> **Extracted text**
::::

Data Accessibility Statement
Competition results were obtained from the publicly available WCA export (https://www.worldcubeassociation.org/export/results). WCIF schedule data were retrieved via the public WCA API. Analysis code is available from the corresponding author upon reasonable request and will be deposited in an open repository upon publication.
Ethics and Consent
This study used publicly available, anonymised competition data. No identifiable personal data were collected and no interventions with human participants were conducted. Ethical approval was not required.

::::

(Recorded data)
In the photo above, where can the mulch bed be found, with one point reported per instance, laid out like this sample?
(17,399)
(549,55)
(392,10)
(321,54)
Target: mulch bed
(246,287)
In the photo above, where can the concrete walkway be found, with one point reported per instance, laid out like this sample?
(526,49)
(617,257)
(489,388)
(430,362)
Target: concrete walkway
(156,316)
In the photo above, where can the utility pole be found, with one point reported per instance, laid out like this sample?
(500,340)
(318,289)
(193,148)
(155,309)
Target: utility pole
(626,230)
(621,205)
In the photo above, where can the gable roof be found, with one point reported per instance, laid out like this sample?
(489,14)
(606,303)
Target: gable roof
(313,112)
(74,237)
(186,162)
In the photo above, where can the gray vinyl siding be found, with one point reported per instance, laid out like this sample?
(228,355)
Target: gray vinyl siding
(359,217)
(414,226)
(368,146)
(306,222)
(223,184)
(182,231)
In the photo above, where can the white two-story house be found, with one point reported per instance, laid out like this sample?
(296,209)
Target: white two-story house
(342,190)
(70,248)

::::

> **What this exercise asks**
(a) According to the statement on data access and ethics, how were the WCIF schedule data retrieved?
(b) Write the next part of the statement on data access and ethics, picking up after its final sentence.

> **Replies**
(a) They were retrieved via the public WCA API.

(b)
Acknowledgements
The author thanks the World Cube Association and its volunteers for maintaining the competition database and for fostering a community that values data transparency.
Author Contributions
The author conceived the study, designed the exposure-adjusted analysis pipeline, performed all data extraction and statistical analyses, generated all figures, and drafted the manuscript.